# AIM OF THE EXERCISE:
Reproduce every line of the listing below verbatim, leaving out the pictures.
━━ DATA PROVIDED
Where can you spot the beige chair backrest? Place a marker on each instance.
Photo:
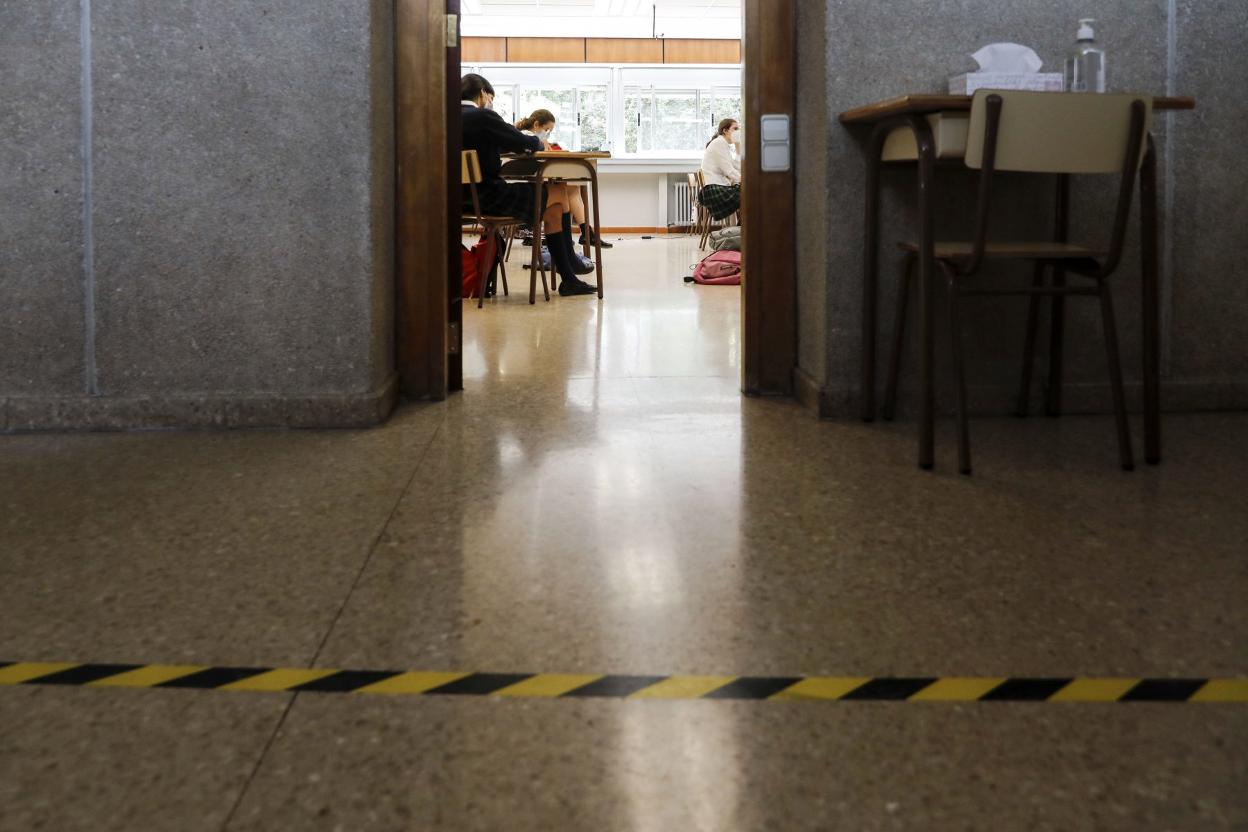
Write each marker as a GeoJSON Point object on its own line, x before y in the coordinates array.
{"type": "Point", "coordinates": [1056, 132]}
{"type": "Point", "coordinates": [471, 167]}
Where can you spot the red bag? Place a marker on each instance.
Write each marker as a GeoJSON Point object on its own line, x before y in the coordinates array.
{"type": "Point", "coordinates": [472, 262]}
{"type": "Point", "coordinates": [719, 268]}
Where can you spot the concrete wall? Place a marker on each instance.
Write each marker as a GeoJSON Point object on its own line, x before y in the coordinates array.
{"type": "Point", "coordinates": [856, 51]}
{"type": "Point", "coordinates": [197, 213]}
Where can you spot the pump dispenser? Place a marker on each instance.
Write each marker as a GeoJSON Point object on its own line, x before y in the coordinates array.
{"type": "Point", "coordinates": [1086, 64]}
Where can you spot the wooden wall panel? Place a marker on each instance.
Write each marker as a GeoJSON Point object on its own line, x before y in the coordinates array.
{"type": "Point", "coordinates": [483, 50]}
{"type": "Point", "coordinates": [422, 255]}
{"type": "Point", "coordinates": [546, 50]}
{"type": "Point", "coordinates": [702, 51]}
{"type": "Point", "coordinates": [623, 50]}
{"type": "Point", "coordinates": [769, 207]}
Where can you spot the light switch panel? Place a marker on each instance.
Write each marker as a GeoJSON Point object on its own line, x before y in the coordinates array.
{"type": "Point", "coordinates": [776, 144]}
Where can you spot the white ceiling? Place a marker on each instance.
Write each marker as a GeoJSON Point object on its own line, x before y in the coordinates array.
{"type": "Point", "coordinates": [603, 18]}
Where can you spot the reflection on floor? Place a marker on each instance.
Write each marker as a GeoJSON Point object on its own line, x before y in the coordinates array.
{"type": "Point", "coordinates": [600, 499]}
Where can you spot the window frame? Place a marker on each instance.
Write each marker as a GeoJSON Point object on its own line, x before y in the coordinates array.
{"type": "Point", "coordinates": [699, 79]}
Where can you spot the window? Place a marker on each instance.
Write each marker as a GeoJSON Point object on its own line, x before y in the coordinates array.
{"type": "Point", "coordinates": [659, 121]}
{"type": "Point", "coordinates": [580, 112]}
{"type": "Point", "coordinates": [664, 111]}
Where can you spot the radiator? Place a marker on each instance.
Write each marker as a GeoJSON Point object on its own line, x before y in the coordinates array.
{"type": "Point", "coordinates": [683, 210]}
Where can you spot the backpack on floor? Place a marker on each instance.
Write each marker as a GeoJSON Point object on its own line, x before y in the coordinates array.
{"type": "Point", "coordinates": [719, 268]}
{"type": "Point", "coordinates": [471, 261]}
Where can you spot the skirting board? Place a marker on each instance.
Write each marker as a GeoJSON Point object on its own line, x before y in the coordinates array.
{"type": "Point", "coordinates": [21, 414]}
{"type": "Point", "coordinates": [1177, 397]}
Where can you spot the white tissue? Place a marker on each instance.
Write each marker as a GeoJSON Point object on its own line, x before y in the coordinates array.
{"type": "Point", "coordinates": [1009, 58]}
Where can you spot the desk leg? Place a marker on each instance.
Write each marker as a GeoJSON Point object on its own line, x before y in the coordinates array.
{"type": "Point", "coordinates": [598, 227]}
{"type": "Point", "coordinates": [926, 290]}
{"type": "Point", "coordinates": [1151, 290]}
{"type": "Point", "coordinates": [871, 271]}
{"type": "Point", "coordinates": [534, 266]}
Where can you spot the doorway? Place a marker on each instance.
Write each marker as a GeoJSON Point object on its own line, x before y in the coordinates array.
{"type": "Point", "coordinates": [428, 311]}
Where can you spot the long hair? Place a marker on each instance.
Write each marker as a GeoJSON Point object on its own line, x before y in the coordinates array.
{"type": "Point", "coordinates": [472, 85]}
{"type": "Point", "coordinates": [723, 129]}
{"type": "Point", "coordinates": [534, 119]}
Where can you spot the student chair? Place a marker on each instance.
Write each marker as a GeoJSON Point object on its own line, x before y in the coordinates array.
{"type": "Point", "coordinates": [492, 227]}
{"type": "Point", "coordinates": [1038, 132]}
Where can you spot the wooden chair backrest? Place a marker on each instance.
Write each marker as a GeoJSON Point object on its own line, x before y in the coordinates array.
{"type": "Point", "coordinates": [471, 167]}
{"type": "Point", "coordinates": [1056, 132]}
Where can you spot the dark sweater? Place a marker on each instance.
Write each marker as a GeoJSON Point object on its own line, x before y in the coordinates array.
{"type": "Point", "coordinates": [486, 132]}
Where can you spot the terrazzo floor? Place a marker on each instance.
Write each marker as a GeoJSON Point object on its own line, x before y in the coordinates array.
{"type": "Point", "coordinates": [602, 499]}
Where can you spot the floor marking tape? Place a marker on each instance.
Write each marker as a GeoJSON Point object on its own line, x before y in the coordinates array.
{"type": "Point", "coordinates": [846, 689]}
━━━━
# SOLUTION:
Where can you spot the beige chair backrest? Place a marker on each instance.
Photo:
Write each marker as a GeoJSON Point object on its own line, x before y in the coordinates array.
{"type": "Point", "coordinates": [1056, 132]}
{"type": "Point", "coordinates": [471, 167]}
Where can you spot the red bag? Place a marker on each instance.
Write each marker as a GeoJSON Point object on its own line, x before y in the coordinates array.
{"type": "Point", "coordinates": [472, 262]}
{"type": "Point", "coordinates": [719, 268]}
Where can you spot the concrete wall? Place a marker on each instance.
Write each marker as a GeoJSON Point object on its own line, x before y in the coordinates array.
{"type": "Point", "coordinates": [856, 51]}
{"type": "Point", "coordinates": [197, 213]}
Where can you spot the pump dispenser? Place a marker on each instance.
Write each marker as a GeoJSON Point object on its own line, x before y in the coordinates array.
{"type": "Point", "coordinates": [1086, 64]}
Where can you spot the wooden wall panel? Place a marker on each instance.
Write each marker as a GeoJSON Point object on its own line, x before y in the coordinates array.
{"type": "Point", "coordinates": [483, 50]}
{"type": "Point", "coordinates": [422, 255]}
{"type": "Point", "coordinates": [546, 50]}
{"type": "Point", "coordinates": [702, 51]}
{"type": "Point", "coordinates": [623, 50]}
{"type": "Point", "coordinates": [769, 207]}
Where can you spot the light switch panel? Place a marker on each instance.
Write each marker as a GeoJSON Point object on its own line, x before y in the coordinates array.
{"type": "Point", "coordinates": [776, 144]}
Where can you spot the white ceiling? Place a marker on each instance.
Write each marker as a GeoJSON Point object on its own line, x before y in the coordinates array.
{"type": "Point", "coordinates": [603, 18]}
Where can you spot the reflection on floor? Place a marker on each instance.
Write each marker as a GeoJSON Point object on its own line, x before y in the coordinates array.
{"type": "Point", "coordinates": [600, 499]}
Where can you spot the window frame? Place a marker on each instance.
Write each marker as a GeoJSON Point object on its own line, x before y in the coordinates array.
{"type": "Point", "coordinates": [699, 79]}
Where can you spot the window? Place a marker on each instance.
Write each marker as a GeoJSON Point object on its own line, x before y in the coordinates array.
{"type": "Point", "coordinates": [659, 121]}
{"type": "Point", "coordinates": [580, 112]}
{"type": "Point", "coordinates": [664, 111]}
Where can you spot the radiator? Place a marker on each instance.
Write each marker as a GeoJSON Point object on its own line, x before y in the coordinates array.
{"type": "Point", "coordinates": [683, 210]}
Where can you spot the backpack on floor? Place a marker on each instance.
Write each marker as a GeoJSON Point object on its own line, x before y in the coordinates array.
{"type": "Point", "coordinates": [719, 268]}
{"type": "Point", "coordinates": [471, 261]}
Where can you spot the skirting board? Place a marker on each instance.
Write each marker as a GeoJSON Point object on its own line, x before y in the coordinates array.
{"type": "Point", "coordinates": [21, 414]}
{"type": "Point", "coordinates": [1177, 397]}
Where can you spot the white tissue? Place a marker on each instance.
Write each marker as a GeoJSON Point object on its own line, x before y in the coordinates array.
{"type": "Point", "coordinates": [1009, 58]}
Where can you spot the desk leg? Place a marker on each instance.
Write each marker as a GeoJSON Point object on its own line, x before y in the coordinates array.
{"type": "Point", "coordinates": [598, 227]}
{"type": "Point", "coordinates": [926, 290]}
{"type": "Point", "coordinates": [1151, 290]}
{"type": "Point", "coordinates": [871, 271]}
{"type": "Point", "coordinates": [534, 266]}
Where can you spot the doorway? Place a marker on each instance.
Write each marker as a GeoJSON Point object on its own line, x before y in the coordinates array.
{"type": "Point", "coordinates": [428, 311]}
Where can you spot the long hair? Place a marker on each instance.
Write each marker as a GeoJSON Point object on its own line, x before y in the coordinates array.
{"type": "Point", "coordinates": [472, 85]}
{"type": "Point", "coordinates": [723, 129]}
{"type": "Point", "coordinates": [534, 119]}
Where can you spot the student chair? Place a marker on each instance.
Write each marker as a GeoJSON Point object on its own line, x before y in the coordinates array.
{"type": "Point", "coordinates": [492, 227]}
{"type": "Point", "coordinates": [1038, 132]}
Where can you spot the wooden chair backrest? Place a marker on each instance.
Write each marker as a GeoJSON Point object on its own line, x before y in the coordinates array.
{"type": "Point", "coordinates": [471, 167]}
{"type": "Point", "coordinates": [1056, 132]}
Where can you spot the dark sweater? Place a marker on each instance.
Write each marker as a GeoJSON Point object on its own line, x before y in the coordinates array.
{"type": "Point", "coordinates": [486, 132]}
Where can you spot the terrazzo floor? Place a marker on each instance.
Write each marker as a GeoJSON Point object on its own line, x before y in the coordinates array.
{"type": "Point", "coordinates": [602, 499]}
Where can you spot the floor marking tape? Place a marker on each instance.
Write each marker as a GeoJSON Point object on its own line, x before y in the coordinates array.
{"type": "Point", "coordinates": [846, 689]}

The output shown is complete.